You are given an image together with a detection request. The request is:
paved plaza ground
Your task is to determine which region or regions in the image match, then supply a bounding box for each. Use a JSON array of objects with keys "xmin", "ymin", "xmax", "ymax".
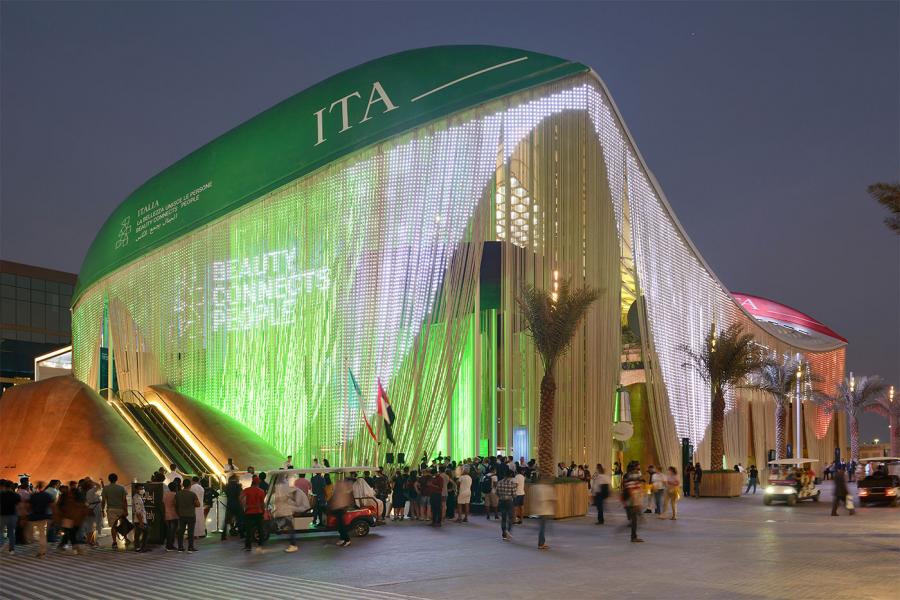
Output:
[{"xmin": 0, "ymin": 483, "xmax": 900, "ymax": 600}]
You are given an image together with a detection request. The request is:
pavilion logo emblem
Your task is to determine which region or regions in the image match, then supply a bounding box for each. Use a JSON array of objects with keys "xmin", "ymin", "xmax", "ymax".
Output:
[
  {"xmin": 116, "ymin": 216, "xmax": 131, "ymax": 250},
  {"xmin": 313, "ymin": 81, "xmax": 397, "ymax": 146}
]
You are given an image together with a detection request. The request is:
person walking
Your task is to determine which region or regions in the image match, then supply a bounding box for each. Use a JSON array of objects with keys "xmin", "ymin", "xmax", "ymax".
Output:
[
  {"xmin": 456, "ymin": 465, "xmax": 472, "ymax": 523},
  {"xmin": 529, "ymin": 480, "xmax": 556, "ymax": 550},
  {"xmin": 0, "ymin": 479, "xmax": 22, "ymax": 554},
  {"xmin": 328, "ymin": 478, "xmax": 353, "ymax": 548},
  {"xmin": 427, "ymin": 469, "xmax": 445, "ymax": 527},
  {"xmin": 497, "ymin": 471, "xmax": 516, "ymax": 541},
  {"xmin": 84, "ymin": 478, "xmax": 103, "ymax": 547},
  {"xmin": 221, "ymin": 474, "xmax": 244, "ymax": 542},
  {"xmin": 591, "ymin": 463, "xmax": 612, "ymax": 525},
  {"xmin": 163, "ymin": 481, "xmax": 179, "ymax": 552},
  {"xmin": 480, "ymin": 467, "xmax": 500, "ymax": 521},
  {"xmin": 659, "ymin": 467, "xmax": 681, "ymax": 521},
  {"xmin": 272, "ymin": 476, "xmax": 309, "ymax": 553},
  {"xmin": 744, "ymin": 465, "xmax": 759, "ymax": 496},
  {"xmin": 241, "ymin": 477, "xmax": 266, "ymax": 552},
  {"xmin": 622, "ymin": 463, "xmax": 644, "ymax": 542},
  {"xmin": 56, "ymin": 481, "xmax": 86, "ymax": 554},
  {"xmin": 28, "ymin": 481, "xmax": 53, "ymax": 558},
  {"xmin": 102, "ymin": 473, "xmax": 131, "ymax": 549},
  {"xmin": 191, "ymin": 475, "xmax": 206, "ymax": 539},
  {"xmin": 131, "ymin": 483, "xmax": 147, "ymax": 552},
  {"xmin": 171, "ymin": 480, "xmax": 200, "ymax": 552},
  {"xmin": 831, "ymin": 468, "xmax": 856, "ymax": 517},
  {"xmin": 650, "ymin": 466, "xmax": 666, "ymax": 515}
]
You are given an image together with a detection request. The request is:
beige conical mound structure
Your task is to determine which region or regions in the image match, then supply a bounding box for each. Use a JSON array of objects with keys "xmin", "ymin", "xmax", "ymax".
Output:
[{"xmin": 0, "ymin": 376, "xmax": 160, "ymax": 481}]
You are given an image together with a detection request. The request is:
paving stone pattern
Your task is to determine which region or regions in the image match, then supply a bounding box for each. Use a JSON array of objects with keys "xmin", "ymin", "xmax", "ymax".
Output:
[{"xmin": 0, "ymin": 483, "xmax": 900, "ymax": 600}]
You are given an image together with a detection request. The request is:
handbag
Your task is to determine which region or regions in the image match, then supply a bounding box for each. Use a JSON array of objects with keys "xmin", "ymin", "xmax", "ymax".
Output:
[{"xmin": 115, "ymin": 516, "xmax": 134, "ymax": 537}]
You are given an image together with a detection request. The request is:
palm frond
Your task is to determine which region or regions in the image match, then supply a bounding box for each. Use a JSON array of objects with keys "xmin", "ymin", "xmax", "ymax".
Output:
[
  {"xmin": 516, "ymin": 280, "xmax": 600, "ymax": 371},
  {"xmin": 813, "ymin": 375, "xmax": 889, "ymax": 417}
]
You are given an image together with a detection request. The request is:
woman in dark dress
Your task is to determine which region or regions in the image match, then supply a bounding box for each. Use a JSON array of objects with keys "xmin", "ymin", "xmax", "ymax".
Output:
[{"xmin": 391, "ymin": 472, "xmax": 406, "ymax": 521}]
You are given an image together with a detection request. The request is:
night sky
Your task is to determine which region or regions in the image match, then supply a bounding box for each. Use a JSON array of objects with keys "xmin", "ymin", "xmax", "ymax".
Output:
[{"xmin": 0, "ymin": 2, "xmax": 900, "ymax": 440}]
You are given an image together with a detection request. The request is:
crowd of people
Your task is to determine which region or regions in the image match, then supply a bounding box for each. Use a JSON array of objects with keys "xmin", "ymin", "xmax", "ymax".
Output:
[{"xmin": 0, "ymin": 456, "xmax": 868, "ymax": 557}]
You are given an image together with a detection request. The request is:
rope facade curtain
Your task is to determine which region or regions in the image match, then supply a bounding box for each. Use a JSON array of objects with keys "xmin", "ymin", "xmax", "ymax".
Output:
[{"xmin": 73, "ymin": 74, "xmax": 844, "ymax": 466}]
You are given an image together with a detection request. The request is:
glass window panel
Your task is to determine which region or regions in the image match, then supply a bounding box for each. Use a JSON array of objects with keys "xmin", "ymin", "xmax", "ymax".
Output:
[
  {"xmin": 31, "ymin": 304, "xmax": 44, "ymax": 329},
  {"xmin": 44, "ymin": 306, "xmax": 60, "ymax": 331},
  {"xmin": 16, "ymin": 300, "xmax": 31, "ymax": 326},
  {"xmin": 0, "ymin": 302, "xmax": 16, "ymax": 325}
]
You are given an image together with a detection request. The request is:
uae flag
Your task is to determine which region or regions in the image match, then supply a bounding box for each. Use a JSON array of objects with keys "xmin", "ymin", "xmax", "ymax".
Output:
[
  {"xmin": 347, "ymin": 369, "xmax": 381, "ymax": 442},
  {"xmin": 378, "ymin": 379, "xmax": 394, "ymax": 444}
]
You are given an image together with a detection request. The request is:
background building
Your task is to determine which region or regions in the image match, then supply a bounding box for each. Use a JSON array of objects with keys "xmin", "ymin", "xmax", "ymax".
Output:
[{"xmin": 0, "ymin": 260, "xmax": 77, "ymax": 389}]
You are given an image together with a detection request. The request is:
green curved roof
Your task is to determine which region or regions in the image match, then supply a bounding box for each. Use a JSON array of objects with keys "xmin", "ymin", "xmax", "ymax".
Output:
[{"xmin": 73, "ymin": 46, "xmax": 589, "ymax": 302}]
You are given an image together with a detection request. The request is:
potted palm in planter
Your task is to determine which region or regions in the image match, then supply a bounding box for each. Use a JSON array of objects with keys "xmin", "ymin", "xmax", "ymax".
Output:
[
  {"xmin": 682, "ymin": 324, "xmax": 764, "ymax": 496},
  {"xmin": 516, "ymin": 280, "xmax": 600, "ymax": 518}
]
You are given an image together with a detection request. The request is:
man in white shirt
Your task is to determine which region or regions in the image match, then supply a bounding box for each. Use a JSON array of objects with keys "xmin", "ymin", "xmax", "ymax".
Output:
[
  {"xmin": 513, "ymin": 471, "xmax": 525, "ymax": 523},
  {"xmin": 191, "ymin": 475, "xmax": 206, "ymax": 538},
  {"xmin": 350, "ymin": 473, "xmax": 384, "ymax": 519},
  {"xmin": 166, "ymin": 463, "xmax": 184, "ymax": 485},
  {"xmin": 272, "ymin": 477, "xmax": 309, "ymax": 552}
]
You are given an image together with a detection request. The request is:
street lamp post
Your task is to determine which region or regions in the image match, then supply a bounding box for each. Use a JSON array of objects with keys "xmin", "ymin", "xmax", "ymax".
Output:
[{"xmin": 794, "ymin": 354, "xmax": 803, "ymax": 460}]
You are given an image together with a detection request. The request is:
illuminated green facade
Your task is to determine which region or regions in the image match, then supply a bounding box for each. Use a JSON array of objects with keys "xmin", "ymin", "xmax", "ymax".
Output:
[{"xmin": 73, "ymin": 46, "xmax": 844, "ymax": 472}]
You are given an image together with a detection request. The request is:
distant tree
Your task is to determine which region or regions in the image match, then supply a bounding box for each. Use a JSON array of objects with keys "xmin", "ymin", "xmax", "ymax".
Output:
[
  {"xmin": 866, "ymin": 183, "xmax": 900, "ymax": 235},
  {"xmin": 516, "ymin": 281, "xmax": 600, "ymax": 477},
  {"xmin": 813, "ymin": 375, "xmax": 888, "ymax": 462},
  {"xmin": 743, "ymin": 358, "xmax": 815, "ymax": 459},
  {"xmin": 866, "ymin": 395, "xmax": 900, "ymax": 456},
  {"xmin": 681, "ymin": 323, "xmax": 764, "ymax": 469}
]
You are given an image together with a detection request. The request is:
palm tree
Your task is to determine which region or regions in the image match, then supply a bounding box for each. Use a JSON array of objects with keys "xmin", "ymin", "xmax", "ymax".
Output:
[
  {"xmin": 814, "ymin": 375, "xmax": 888, "ymax": 462},
  {"xmin": 746, "ymin": 358, "xmax": 800, "ymax": 459},
  {"xmin": 681, "ymin": 323, "xmax": 764, "ymax": 469},
  {"xmin": 516, "ymin": 280, "xmax": 600, "ymax": 477},
  {"xmin": 866, "ymin": 183, "xmax": 900, "ymax": 235},
  {"xmin": 866, "ymin": 396, "xmax": 900, "ymax": 456}
]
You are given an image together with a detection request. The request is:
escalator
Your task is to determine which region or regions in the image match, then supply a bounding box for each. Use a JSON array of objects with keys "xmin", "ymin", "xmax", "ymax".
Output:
[{"xmin": 121, "ymin": 390, "xmax": 209, "ymax": 475}]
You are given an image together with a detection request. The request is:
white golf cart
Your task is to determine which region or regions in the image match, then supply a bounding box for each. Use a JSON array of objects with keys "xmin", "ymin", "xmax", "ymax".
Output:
[
  {"xmin": 763, "ymin": 458, "xmax": 822, "ymax": 506},
  {"xmin": 265, "ymin": 466, "xmax": 379, "ymax": 537}
]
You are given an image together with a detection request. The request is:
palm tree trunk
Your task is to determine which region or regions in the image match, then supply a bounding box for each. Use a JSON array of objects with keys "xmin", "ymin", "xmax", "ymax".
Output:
[
  {"xmin": 775, "ymin": 400, "xmax": 787, "ymax": 460},
  {"xmin": 538, "ymin": 370, "xmax": 556, "ymax": 477},
  {"xmin": 888, "ymin": 411, "xmax": 900, "ymax": 456},
  {"xmin": 709, "ymin": 389, "xmax": 725, "ymax": 471}
]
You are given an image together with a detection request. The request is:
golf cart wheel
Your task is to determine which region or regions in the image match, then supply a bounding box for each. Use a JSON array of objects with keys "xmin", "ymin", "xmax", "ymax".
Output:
[{"xmin": 353, "ymin": 519, "xmax": 369, "ymax": 537}]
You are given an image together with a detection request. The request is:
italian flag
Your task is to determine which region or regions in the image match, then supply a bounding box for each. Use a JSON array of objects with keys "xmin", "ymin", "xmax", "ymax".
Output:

────────────────

▶ **WRITTEN EXERCISE**:
Return every line of the records that contains the word "green", treating uppercase and lowercase letters as different.

▶ **FULL RESPONSE**:
green curved roof
illuminated green facade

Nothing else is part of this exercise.